Objective -
Pick out each line in the rows below that contains the string "tyre", and copy those lines.

########################################

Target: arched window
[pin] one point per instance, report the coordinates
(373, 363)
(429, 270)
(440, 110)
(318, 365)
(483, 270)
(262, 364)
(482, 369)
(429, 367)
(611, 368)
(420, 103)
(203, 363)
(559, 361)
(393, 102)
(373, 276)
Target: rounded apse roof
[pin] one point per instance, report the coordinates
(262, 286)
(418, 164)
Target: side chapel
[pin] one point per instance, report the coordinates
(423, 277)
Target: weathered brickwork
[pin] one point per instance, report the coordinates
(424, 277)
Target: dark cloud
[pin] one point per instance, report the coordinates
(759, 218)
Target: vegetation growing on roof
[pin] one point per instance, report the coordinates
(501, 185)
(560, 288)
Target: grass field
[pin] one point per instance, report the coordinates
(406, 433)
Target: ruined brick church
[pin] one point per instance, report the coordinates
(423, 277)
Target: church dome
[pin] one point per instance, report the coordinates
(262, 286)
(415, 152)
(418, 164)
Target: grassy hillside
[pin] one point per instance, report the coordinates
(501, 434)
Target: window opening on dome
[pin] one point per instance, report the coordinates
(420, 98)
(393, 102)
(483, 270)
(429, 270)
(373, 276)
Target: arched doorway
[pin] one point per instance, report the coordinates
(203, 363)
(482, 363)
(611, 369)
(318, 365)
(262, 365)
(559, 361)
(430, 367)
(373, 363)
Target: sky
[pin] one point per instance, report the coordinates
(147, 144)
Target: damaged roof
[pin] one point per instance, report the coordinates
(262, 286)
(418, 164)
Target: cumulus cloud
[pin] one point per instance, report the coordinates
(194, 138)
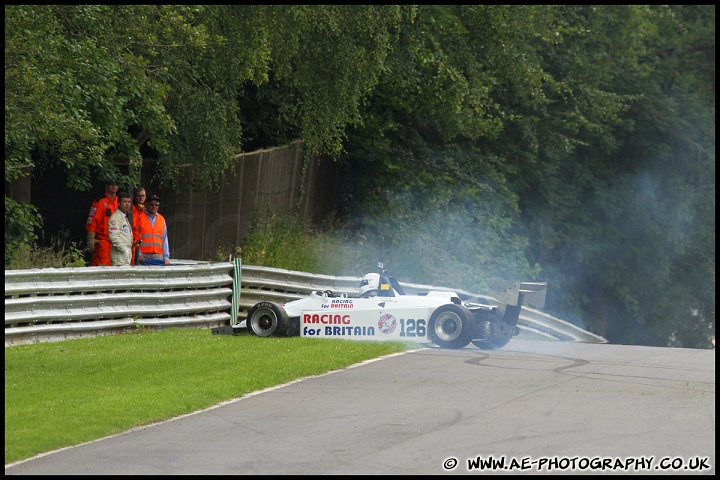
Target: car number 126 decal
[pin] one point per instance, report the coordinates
(412, 328)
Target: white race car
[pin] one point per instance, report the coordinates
(382, 311)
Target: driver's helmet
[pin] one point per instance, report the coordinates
(371, 281)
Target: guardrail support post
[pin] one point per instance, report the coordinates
(237, 275)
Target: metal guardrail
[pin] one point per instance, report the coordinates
(50, 304)
(62, 303)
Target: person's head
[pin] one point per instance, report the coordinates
(124, 202)
(152, 204)
(370, 282)
(139, 196)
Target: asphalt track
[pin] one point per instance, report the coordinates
(542, 407)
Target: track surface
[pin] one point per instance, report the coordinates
(542, 404)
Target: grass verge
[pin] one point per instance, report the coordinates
(65, 393)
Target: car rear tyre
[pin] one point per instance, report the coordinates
(501, 333)
(452, 326)
(266, 319)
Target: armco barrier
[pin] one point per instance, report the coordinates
(62, 303)
(49, 304)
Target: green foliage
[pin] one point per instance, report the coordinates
(21, 220)
(53, 390)
(61, 253)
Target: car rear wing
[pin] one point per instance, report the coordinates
(531, 293)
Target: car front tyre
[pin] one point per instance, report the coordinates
(267, 319)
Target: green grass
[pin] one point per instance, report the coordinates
(65, 393)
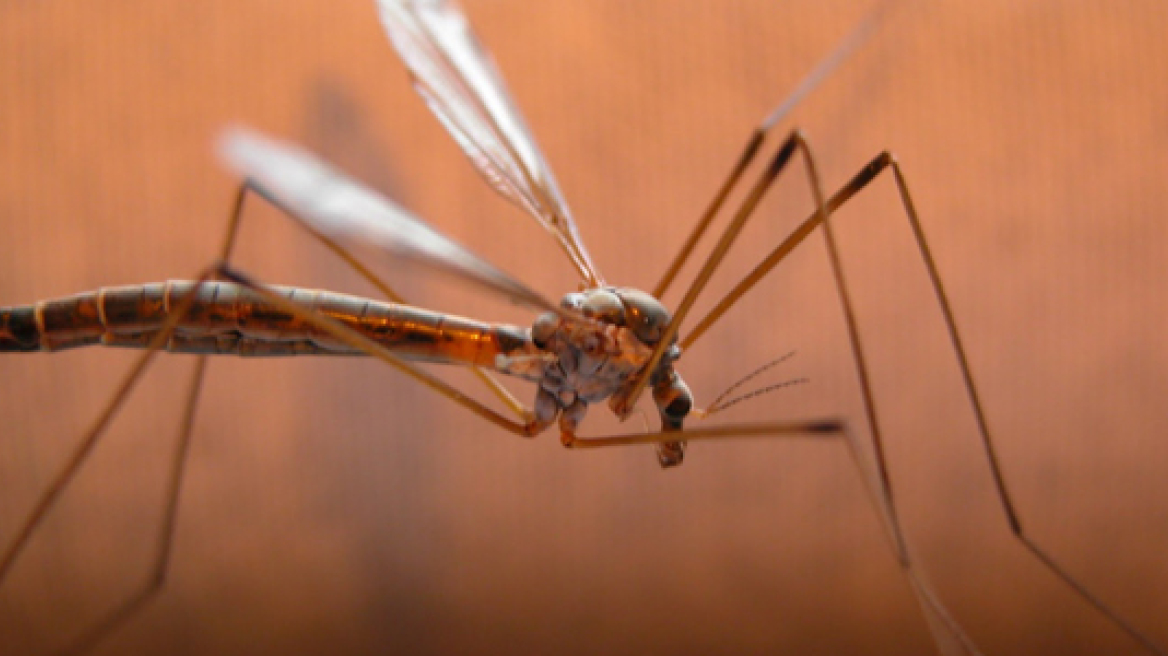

########################################

Reply to the exercise -
Target: car rear tyre
Target: car front tyre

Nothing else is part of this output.